▶ [PROBLEMA PROPOSTO A]:
Repita, sem nenhuma alteração, a parte do trecho sobre produção de textos que vai de "O primeiro passo" até "ver a seguir.", inclusive.
▶ [PROBLEMA PROPOSTO B]:
Reescreva somente as linhas dos registros que vão da que contém "# point at: animal" até a última, ambas incluídas. Aumente em 79 cada número das coordenadas e mantenha as outras linhas inalteradas.

*** TRECHO CITADO ***

O primeiro passo é conhecer os diversos gêneros. Mas é preciso atenção: isso não significa que os recursos discursivos, textuais e linguísticos dos contos de fadas e da reportagem, por exemplo, sejam conteúdos a apresentar aos alunos sem que eles os tenham identificado pela leitura, como ressalta Delia Lerner no livro Ler e Escrever na Escola. Um primeiro risco é o de cair na tentação de transmitir verbalmente as diferentes estruturas textuais. De acordo com a pesquisadora em didática, cabe a todo professor permitir que as crianças adquiram os comportamentos do leitor e do escritor pela participação em situações práticas e não "por meras verbalizações".

Ensinar a produzir textos nessa perspectiva prevê abordar três aspectos principais: a construção das condições didáticas, a revisão e a criação de um percurso de autoria, como se pode ver a seguir.

*** DADOS DO EXERCÍCIO ***

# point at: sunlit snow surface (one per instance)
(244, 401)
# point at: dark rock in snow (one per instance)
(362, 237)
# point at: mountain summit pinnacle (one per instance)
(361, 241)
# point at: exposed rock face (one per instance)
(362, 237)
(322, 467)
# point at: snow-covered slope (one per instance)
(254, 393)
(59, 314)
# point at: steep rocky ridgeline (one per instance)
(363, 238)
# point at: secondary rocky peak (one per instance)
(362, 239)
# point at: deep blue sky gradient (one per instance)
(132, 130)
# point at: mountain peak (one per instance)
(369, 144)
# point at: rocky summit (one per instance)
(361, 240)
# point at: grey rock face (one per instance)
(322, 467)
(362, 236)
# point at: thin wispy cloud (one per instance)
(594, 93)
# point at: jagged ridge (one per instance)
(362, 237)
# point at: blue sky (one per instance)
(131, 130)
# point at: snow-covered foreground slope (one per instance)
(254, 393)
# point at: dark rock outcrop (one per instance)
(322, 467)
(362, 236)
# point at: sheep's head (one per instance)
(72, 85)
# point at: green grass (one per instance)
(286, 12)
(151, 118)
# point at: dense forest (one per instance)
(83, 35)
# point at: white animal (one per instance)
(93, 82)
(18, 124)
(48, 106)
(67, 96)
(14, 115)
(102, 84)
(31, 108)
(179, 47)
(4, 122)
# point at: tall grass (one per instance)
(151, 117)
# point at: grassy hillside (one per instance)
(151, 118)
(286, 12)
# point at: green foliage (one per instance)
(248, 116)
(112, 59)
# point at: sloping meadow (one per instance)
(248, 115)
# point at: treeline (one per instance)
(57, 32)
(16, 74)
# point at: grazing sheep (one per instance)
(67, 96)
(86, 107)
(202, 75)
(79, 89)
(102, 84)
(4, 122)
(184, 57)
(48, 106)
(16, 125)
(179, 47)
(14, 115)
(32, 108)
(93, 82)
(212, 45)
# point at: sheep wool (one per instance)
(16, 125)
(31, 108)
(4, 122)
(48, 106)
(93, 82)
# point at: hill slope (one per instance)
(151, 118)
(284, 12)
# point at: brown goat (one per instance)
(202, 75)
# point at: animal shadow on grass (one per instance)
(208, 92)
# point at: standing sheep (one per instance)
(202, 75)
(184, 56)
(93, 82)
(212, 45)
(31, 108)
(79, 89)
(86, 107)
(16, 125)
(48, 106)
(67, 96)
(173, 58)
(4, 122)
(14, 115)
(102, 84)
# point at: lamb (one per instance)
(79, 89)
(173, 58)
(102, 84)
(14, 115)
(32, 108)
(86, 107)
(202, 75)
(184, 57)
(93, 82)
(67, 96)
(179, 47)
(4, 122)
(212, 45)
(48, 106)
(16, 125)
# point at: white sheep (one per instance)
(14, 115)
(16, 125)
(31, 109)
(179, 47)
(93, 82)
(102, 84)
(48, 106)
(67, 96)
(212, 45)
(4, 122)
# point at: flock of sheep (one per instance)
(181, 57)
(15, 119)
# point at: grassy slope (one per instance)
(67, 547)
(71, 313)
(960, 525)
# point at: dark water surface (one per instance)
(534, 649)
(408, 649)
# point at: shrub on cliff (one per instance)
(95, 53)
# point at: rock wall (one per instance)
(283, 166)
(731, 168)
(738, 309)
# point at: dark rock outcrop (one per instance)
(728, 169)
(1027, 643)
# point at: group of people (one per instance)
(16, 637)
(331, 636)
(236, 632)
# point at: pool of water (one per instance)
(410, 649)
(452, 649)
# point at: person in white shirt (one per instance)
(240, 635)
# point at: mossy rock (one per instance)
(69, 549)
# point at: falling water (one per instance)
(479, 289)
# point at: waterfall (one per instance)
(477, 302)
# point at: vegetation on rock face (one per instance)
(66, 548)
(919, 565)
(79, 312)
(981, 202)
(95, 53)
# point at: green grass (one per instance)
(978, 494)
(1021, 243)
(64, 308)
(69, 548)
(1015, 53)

***

▶ [RESOLUÇÃO DETALHADA A]:
O primeiro passo é conhecer os diversos gêneros. Mas é preciso atenção: isso não significa que os recursos discursivos, textuais e linguísticos dos contos de fadas e da reportagem, por exemplo, sejam conteúdos a apresentar aos alunos sem que eles os tenham identificado pela leitura, como ressalta Delia Lerner no livro Ler e Escrever na Escola. Um primeiro risco é o de cair na tentação de transmitir verbalmente as diferentes estruturas textuais. De acordo com a pesquisadora em didática, cabe a todo professor permitir que as crianças adquiram os comportamentos do leitor e do escritor pela participação em situações práticas e não "por meras verbalizações".

Ensinar a produzir textos nessa perspectiva prevê abordar três aspectos principais: a construção das condições didáticas, a revisão e a criação de um percurso de autoria, como se pode ver a seguir.

▶ [RESOLUÇÃO DETALHADA B]:
# point at: animal shadow on grass (one per instance)
(287, 171)
# point at: standing sheep (one per instance)
(281, 154)
(263, 135)
(172, 161)
(291, 124)
(110, 187)
(158, 168)
(165, 186)
(95, 204)
(127, 185)
(146, 175)
(252, 137)
(83, 201)
(93, 194)
(181, 163)
# point at: lamb (one per instance)
(158, 168)
(252, 137)
(181, 163)
(93, 194)
(111, 187)
(165, 186)
(281, 154)
(263, 136)
(172, 161)
(146, 175)
(258, 126)
(83, 201)
(291, 124)
(127, 185)
(95, 204)
# point at: white sheep (one per instance)
(93, 194)
(95, 204)
(110, 188)
(258, 126)
(172, 161)
(181, 163)
(127, 185)
(146, 175)
(291, 124)
(83, 201)
# point at: flock of sheep (one per instance)
(260, 136)
(94, 198)
# point at: grassy slope (one per instance)
(146, 626)
(150, 392)
(1039, 604)
# point at: dark water surface (one per instance)
(613, 728)
(487, 728)
# point at: shrub on cliff (one per instance)
(174, 132)
# point at: rock wall (one per instance)
(362, 245)
(810, 247)
(817, 388)
# point at: dark rock outcrop (one per instance)
(807, 248)
(1106, 722)
# point at: group of people (one per instance)
(95, 716)
(410, 715)
(315, 711)
# point at: pool of water (one per instance)
(489, 728)
(531, 728)
# point at: person in white shirt (one per instance)
(319, 714)
# point at: mossy rock (one per instance)
(148, 628)
# point at: falling water (one per instance)
(558, 368)
# point at: waterfall (one per instance)
(556, 381)
# point at: vegetation on rock face (one per instance)
(145, 627)
(998, 644)
(158, 391)
(1060, 281)
(174, 132)
# point at: green grass (one per instance)
(1057, 573)
(1100, 322)
(143, 387)
(148, 627)
(1094, 132)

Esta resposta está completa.